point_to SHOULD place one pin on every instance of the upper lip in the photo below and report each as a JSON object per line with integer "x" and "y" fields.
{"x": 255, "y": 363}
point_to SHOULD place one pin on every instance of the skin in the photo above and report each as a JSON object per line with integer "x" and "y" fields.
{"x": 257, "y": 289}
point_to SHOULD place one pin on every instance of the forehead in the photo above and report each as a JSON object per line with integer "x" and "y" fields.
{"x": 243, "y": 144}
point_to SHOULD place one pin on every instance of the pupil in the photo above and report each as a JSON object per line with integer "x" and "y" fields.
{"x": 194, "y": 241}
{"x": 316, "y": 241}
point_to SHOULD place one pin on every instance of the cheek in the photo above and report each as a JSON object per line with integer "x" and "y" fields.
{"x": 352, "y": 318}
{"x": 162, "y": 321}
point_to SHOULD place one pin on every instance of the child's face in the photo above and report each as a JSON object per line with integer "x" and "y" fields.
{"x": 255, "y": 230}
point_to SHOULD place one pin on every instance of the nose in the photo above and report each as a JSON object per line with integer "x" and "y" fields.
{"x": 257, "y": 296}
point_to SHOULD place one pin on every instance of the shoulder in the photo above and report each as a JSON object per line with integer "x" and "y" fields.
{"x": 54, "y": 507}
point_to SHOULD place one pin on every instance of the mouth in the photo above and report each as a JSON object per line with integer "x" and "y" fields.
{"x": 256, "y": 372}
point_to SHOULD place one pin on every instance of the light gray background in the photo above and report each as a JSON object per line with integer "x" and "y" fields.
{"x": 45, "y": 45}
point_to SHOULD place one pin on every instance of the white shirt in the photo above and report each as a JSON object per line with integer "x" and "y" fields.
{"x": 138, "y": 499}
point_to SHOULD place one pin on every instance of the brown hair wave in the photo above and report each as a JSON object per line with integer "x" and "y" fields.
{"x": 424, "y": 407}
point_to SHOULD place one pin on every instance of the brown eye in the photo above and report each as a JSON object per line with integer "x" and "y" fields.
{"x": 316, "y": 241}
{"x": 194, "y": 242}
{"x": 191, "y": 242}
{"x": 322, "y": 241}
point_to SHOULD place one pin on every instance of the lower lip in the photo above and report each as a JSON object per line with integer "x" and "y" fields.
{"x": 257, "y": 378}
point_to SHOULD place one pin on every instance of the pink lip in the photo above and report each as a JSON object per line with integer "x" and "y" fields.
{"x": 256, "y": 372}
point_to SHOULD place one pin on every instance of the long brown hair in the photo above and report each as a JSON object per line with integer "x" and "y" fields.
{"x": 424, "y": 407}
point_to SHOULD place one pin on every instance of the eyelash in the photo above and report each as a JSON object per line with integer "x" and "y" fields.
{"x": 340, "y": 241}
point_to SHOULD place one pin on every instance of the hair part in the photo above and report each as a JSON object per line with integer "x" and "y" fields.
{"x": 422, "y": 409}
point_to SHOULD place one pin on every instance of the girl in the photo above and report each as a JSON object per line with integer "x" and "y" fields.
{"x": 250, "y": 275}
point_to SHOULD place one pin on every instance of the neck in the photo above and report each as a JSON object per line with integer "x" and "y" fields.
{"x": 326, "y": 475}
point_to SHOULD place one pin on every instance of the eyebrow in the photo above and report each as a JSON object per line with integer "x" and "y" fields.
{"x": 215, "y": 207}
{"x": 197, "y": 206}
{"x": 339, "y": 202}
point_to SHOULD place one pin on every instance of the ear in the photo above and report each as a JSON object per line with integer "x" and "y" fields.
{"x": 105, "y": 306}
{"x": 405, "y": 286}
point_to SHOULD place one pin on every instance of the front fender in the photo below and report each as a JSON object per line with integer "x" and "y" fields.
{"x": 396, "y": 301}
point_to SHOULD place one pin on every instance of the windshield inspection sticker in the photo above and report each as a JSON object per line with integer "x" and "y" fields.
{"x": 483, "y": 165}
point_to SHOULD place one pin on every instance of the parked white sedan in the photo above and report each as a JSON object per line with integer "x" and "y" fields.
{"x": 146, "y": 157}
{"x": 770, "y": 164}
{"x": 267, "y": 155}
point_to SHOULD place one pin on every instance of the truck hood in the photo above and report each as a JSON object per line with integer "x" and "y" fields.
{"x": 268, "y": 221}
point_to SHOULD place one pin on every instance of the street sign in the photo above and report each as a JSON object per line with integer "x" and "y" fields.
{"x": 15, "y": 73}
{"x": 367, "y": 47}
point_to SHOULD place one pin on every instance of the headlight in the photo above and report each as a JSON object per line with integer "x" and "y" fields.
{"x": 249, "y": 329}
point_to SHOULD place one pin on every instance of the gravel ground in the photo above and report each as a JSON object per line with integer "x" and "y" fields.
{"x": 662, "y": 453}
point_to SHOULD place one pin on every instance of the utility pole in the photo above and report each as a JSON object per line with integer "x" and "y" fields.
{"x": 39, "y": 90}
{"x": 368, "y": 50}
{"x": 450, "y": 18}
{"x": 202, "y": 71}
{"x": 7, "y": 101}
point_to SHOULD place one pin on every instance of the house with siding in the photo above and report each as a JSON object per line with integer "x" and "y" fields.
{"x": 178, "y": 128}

________

Repeat every line of the material exactly as given.

Expected answer:
point_to SHOULD place one pin on every instance of the upper lip in the photo below and report each as a JSON object per line with integer "x" and "y" fields.
{"x": 255, "y": 363}
point_to SHOULD place one pin on every instance of the skin in the photo above and report each as a JSON object per line with integer "x" and "y" fields.
{"x": 257, "y": 289}
point_to SHOULD place one pin on every instance of the forehead in the photo above and report each as a JSON object per line with integer "x" and "y" fields.
{"x": 243, "y": 144}
point_to SHOULD place one pin on every instance of the pupil in the photo above and report each as a JSON object per line with integer "x" and "y" fields.
{"x": 194, "y": 241}
{"x": 316, "y": 241}
point_to SHOULD place one pin on every instance of the cheek in the photo above and report each as a JSON object per line with integer "x" and "y" fields.
{"x": 352, "y": 318}
{"x": 162, "y": 321}
point_to SHOULD place one pin on every instance of the child's face in the photo above and report each as a JSON object per line with integer "x" and "y" fields.
{"x": 255, "y": 230}
point_to SHOULD place one pin on every instance of the nose in the photo above and report each as a JSON object per line with integer "x" and "y" fields.
{"x": 257, "y": 296}
point_to SHOULD place one pin on every instance of the shoulder in the photo above and report each as a JSON object per line with integer "x" and "y" fields.
{"x": 54, "y": 507}
point_to SHOULD place one pin on every instance of the mouth in the photo above and report each as a JSON object per line with integer "x" and "y" fields.
{"x": 256, "y": 372}
point_to SHOULD place one pin on every instance of the light gray background in the photo above and report each as a JSON object per line with integer "x" and "y" fields.
{"x": 45, "y": 45}
point_to SHOULD place one pin on every instance of the white shirt in the photo above and report each as a JSON object per line with integer "x" and "y" fields.
{"x": 138, "y": 499}
point_to SHOULD place one pin on every instance of the brown hair wave in the photo above and report each as a JSON object per line with integer "x" and "y" fields.
{"x": 424, "y": 407}
point_to SHOULD place one pin on every instance of the brown eye in the photo above and report each as a JSON object per line with integer "x" and "y" fields.
{"x": 316, "y": 241}
{"x": 194, "y": 242}
{"x": 191, "y": 242}
{"x": 322, "y": 241}
point_to SHOULD place one pin on every instance of the lower lip in the photo above and report each as a JSON object per line with integer "x" and "y" fields.
{"x": 257, "y": 378}
point_to SHOULD place one pin on every instance of the pink lip in the photo above and report each as a JSON object per line with integer "x" and "y" fields.
{"x": 256, "y": 372}
point_to SHOULD place one pin on every instance of the long brown hair in the photo above and report each as a JSON object per line with integer "x" and "y" fields.
{"x": 424, "y": 407}
point_to SHOULD place one pin on every instance of the eyelash in the photo above and report each as a JSON object per line with integer "x" and "y" fields.
{"x": 340, "y": 241}
point_to SHOULD place one pin on every instance of the hair part in the photo above and report each as a JSON object per line with integer "x" and "y" fields.
{"x": 422, "y": 409}
point_to SHOULD place one pin on every instance of the girl in the photo above and report each as a JSON object per line with integer "x" and "y" fields.
{"x": 250, "y": 275}
point_to SHOULD place one pin on every instance of the neck in the photo above and report each as a JSON object per line with integer "x" and "y" fields.
{"x": 326, "y": 475}
point_to SHOULD place one pin on every instance of the eyebrow in the photo above and report each as a JSON object per line with integer "x" and "y" fields.
{"x": 215, "y": 207}
{"x": 197, "y": 206}
{"x": 339, "y": 202}
point_to SHOULD place one pin on every instance of the ear in the photo above and report each as a JSON object per line with integer "x" and "y" fields.
{"x": 105, "y": 306}
{"x": 405, "y": 286}
point_to SHOULD place one pin on every instance of the front fender in the photo below and report each as a JSON object per line with integer "x" and "y" fields.
{"x": 396, "y": 301}
point_to SHOULD place one pin on every instance of the windshield inspection sticker in the photo above and report each as a JSON object per line with integer "x" and "y" fields.
{"x": 483, "y": 165}
point_to SHOULD place one pin on every instance of the parked white sedan in the photo above and report each as a JSON object per line with integer "x" and "y" fields.
{"x": 146, "y": 157}
{"x": 770, "y": 164}
{"x": 267, "y": 155}
point_to SHOULD place one pin on every instance of the truck hood in the photo above and report each as a JSON object per line with integer "x" and "y" fields.
{"x": 268, "y": 221}
point_to SHOULD place one pin on every instance of the street sign in the photo above and report each as a JSON object per line with integer "x" and "y" fields.
{"x": 15, "y": 73}
{"x": 367, "y": 47}
point_to SHOULD place one pin on every instance of the headlight in the photo above and report each as a JSON object per line with integer "x" and "y" fields.
{"x": 249, "y": 329}
point_to SHOULD place one pin on every instance of the gravel ground in the photo above and report each as a JSON object per line with integer "x" and "y" fields.
{"x": 662, "y": 453}
point_to SHOULD place one pin on every instance of the utility pole in the photo above and report each as a JSON object per line with integer "x" and "y" fields.
{"x": 39, "y": 90}
{"x": 368, "y": 50}
{"x": 450, "y": 18}
{"x": 202, "y": 71}
{"x": 7, "y": 101}
point_to SHOULD place one pin on every instance of the house with siding in the photo above and report each as a JSON object per line with integer "x" and "y" fields.
{"x": 178, "y": 128}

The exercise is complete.